Return every line of the rows below that contains the string "with".

Dataset ::
· · ·

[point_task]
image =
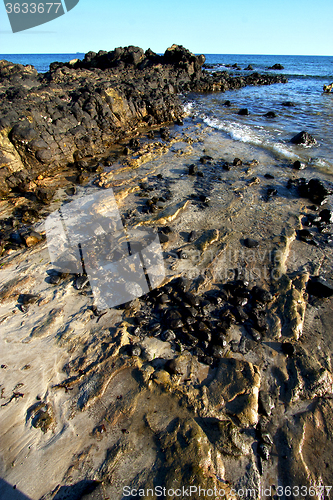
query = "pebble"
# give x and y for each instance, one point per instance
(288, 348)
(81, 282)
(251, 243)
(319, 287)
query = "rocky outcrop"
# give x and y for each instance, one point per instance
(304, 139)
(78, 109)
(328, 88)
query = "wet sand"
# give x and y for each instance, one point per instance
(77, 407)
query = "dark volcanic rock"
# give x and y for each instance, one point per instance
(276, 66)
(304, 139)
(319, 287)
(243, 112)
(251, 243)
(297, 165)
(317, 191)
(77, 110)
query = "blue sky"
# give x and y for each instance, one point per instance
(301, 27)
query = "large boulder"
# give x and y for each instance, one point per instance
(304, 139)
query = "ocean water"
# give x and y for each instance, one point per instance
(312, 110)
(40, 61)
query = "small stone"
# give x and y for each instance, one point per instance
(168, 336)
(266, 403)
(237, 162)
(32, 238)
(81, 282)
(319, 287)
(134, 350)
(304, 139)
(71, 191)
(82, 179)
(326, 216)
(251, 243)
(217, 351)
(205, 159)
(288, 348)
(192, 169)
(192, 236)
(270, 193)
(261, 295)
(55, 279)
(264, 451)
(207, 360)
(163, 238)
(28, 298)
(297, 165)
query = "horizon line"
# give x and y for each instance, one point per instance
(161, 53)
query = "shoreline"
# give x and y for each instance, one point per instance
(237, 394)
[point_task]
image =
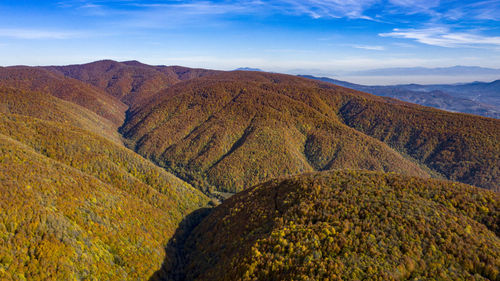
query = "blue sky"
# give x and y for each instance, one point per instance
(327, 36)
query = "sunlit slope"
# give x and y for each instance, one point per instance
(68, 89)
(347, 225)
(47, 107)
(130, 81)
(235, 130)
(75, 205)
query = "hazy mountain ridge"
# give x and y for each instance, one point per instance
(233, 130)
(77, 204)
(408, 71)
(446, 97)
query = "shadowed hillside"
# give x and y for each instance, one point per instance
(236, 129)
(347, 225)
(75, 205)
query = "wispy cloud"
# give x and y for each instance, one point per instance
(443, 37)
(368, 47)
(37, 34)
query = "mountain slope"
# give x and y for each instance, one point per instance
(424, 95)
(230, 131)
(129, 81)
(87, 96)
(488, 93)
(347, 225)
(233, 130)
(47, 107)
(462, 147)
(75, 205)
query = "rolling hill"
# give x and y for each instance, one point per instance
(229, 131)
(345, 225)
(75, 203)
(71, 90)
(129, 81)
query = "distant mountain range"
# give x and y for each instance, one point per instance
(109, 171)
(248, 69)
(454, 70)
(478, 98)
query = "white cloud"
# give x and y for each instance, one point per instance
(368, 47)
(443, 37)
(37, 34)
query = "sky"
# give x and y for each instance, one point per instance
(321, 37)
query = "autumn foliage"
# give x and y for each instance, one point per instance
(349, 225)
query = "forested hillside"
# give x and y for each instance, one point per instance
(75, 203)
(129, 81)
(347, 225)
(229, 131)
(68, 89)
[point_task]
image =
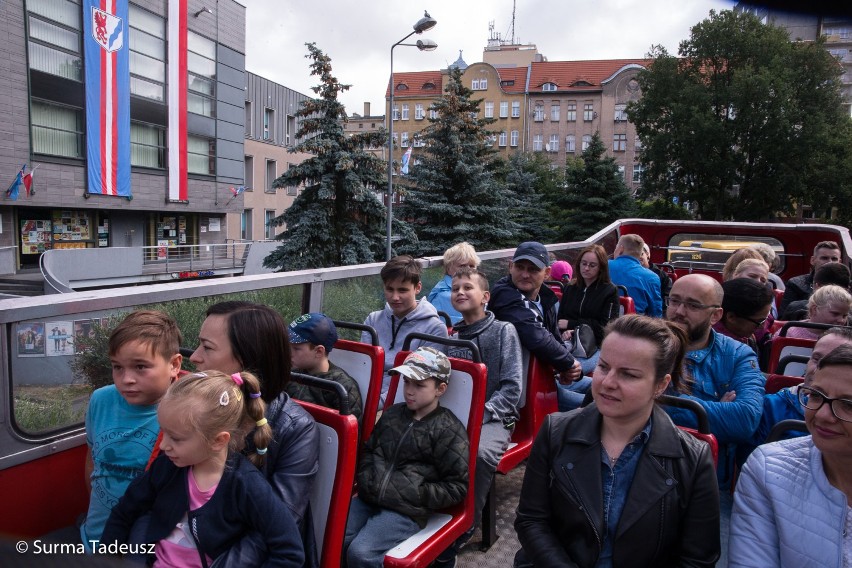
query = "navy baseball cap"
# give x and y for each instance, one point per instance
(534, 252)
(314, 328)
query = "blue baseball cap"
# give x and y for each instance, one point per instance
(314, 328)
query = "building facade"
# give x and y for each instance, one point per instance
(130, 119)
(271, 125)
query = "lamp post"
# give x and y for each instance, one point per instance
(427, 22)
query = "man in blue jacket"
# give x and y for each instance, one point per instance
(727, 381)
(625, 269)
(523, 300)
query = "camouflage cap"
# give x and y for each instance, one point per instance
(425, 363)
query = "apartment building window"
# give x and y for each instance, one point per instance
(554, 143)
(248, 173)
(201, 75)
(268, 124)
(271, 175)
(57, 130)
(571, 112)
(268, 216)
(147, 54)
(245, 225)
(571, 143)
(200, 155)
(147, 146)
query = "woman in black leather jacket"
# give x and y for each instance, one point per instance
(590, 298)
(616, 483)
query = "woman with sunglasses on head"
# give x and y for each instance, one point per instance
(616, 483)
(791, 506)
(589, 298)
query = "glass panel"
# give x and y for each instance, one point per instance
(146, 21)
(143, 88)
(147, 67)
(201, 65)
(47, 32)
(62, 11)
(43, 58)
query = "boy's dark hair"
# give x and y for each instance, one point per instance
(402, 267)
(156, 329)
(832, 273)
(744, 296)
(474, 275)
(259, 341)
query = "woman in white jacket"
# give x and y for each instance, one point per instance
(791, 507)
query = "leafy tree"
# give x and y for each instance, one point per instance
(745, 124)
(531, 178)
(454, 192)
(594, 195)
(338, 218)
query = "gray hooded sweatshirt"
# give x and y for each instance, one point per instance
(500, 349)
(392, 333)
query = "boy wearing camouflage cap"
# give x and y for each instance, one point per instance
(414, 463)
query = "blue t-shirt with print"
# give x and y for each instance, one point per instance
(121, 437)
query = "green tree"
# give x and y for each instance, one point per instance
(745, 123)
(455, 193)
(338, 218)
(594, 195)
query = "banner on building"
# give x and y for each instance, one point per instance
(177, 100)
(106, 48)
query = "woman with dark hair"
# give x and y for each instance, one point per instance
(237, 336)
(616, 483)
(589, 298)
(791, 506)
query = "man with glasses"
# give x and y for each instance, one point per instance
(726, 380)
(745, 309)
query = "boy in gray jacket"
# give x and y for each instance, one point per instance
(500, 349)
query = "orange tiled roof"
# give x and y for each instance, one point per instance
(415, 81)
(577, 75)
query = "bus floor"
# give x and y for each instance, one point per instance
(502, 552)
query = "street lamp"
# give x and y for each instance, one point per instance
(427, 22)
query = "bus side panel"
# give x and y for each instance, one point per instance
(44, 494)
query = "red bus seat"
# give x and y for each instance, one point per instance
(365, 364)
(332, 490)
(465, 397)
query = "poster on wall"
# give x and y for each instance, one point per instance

· · ·

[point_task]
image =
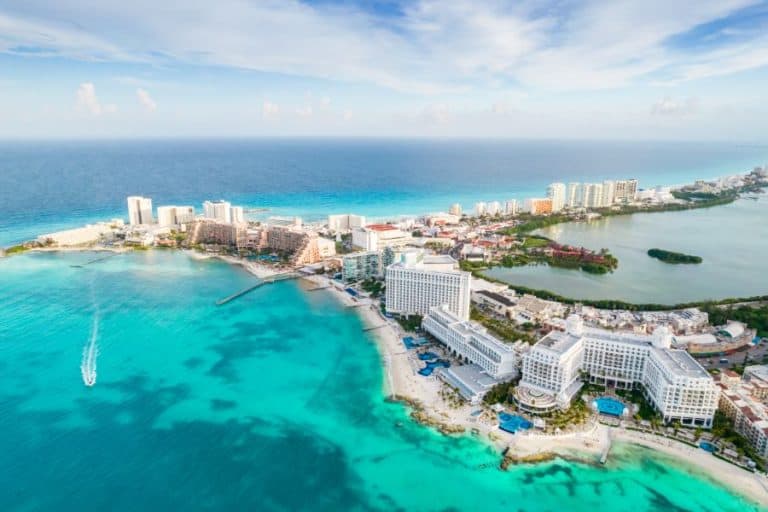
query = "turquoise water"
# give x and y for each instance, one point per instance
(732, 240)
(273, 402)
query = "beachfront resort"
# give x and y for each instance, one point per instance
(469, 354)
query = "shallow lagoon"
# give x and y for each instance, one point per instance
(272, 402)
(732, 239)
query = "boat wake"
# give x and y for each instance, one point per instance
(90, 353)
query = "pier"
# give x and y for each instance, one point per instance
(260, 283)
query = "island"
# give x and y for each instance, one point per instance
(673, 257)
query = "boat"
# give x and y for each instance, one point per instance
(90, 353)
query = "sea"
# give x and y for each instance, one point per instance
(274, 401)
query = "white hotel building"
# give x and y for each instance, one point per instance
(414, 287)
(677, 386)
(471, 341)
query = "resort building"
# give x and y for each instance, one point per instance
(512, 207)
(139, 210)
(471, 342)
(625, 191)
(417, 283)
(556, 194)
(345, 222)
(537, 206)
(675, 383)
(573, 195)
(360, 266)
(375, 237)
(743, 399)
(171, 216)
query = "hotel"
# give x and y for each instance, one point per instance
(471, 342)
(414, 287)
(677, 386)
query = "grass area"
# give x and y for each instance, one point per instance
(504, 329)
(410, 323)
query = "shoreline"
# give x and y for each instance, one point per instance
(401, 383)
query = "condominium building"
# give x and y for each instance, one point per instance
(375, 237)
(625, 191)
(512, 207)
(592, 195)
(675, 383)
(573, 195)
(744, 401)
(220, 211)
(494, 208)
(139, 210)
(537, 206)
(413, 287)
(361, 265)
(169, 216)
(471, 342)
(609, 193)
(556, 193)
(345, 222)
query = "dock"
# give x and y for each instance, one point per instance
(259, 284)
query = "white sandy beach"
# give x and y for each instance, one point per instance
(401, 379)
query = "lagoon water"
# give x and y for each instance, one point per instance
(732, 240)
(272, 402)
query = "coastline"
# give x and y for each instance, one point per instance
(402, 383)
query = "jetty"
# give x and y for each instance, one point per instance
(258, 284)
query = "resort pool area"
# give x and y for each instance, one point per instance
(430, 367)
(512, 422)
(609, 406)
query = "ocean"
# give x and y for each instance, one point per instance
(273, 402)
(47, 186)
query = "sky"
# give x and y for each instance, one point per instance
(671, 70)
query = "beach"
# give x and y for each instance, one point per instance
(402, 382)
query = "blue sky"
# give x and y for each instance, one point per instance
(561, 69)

· · ·

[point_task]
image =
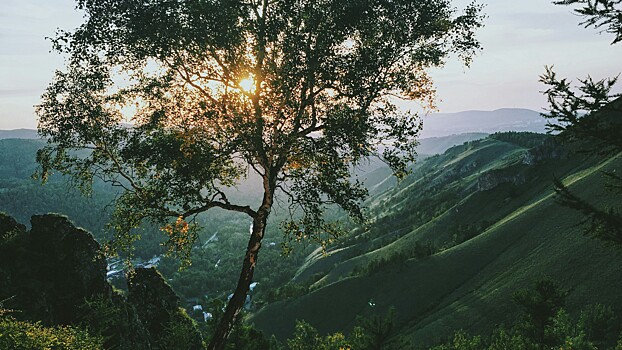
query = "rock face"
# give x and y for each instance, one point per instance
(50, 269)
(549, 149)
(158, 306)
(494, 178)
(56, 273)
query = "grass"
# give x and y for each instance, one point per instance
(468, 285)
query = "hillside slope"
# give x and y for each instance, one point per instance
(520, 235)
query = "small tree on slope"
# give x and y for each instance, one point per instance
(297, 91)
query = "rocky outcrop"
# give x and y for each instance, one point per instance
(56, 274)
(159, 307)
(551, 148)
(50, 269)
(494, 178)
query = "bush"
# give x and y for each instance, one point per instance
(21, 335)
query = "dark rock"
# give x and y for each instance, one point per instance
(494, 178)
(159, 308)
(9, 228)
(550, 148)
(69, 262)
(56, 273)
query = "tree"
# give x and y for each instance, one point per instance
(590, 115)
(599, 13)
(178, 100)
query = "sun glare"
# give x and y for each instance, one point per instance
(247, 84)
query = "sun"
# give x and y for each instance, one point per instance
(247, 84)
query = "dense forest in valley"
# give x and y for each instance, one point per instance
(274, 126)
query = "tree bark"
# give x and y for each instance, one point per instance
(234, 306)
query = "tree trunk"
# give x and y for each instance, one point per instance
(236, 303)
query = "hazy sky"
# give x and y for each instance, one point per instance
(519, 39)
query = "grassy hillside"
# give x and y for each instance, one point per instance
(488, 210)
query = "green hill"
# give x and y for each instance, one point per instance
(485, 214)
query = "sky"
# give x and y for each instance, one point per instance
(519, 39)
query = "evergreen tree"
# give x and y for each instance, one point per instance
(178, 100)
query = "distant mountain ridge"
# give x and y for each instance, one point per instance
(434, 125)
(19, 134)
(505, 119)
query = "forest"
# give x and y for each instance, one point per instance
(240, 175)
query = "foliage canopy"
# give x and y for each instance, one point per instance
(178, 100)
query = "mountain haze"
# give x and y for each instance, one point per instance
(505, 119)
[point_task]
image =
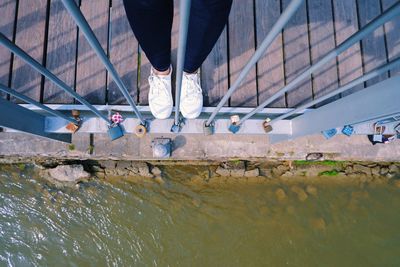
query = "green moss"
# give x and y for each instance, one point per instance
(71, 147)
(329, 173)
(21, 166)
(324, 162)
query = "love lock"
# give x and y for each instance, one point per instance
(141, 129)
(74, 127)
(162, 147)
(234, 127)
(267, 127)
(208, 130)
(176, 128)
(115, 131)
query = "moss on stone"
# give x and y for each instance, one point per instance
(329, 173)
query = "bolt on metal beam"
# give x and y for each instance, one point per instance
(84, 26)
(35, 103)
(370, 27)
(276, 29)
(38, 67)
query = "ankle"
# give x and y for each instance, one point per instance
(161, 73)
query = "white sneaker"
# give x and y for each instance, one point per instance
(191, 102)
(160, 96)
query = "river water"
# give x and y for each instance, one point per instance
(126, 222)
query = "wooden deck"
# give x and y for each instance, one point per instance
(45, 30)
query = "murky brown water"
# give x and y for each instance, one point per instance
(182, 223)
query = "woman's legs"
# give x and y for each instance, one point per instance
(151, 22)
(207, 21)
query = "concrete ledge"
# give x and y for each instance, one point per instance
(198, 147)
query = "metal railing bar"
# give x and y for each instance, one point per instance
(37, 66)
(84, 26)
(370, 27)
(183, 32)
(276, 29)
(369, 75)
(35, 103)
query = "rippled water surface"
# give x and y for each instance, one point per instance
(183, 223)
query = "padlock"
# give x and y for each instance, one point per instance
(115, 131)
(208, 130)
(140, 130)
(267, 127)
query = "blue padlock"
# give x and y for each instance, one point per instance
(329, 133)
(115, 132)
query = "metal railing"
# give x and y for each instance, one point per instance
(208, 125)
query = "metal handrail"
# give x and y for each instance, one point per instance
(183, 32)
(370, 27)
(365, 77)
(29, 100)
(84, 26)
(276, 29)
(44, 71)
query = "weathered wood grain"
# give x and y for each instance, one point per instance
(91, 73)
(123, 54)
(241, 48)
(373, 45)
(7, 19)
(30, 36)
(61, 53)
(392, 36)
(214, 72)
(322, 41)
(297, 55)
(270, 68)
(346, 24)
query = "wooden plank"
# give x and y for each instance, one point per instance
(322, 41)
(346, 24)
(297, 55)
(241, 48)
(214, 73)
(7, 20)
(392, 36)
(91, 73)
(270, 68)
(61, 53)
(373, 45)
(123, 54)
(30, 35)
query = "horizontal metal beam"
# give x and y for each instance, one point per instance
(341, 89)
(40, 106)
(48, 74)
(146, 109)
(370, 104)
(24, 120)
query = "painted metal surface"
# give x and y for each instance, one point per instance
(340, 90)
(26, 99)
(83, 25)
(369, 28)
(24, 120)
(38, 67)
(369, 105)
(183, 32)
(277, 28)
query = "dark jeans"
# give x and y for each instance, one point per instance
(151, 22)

· · ·

Answer to this task ::
query = "woman with sunglasses on head"
query = "blue t-shirt with print"
query = "woman with dark hair"
query = "man with glasses"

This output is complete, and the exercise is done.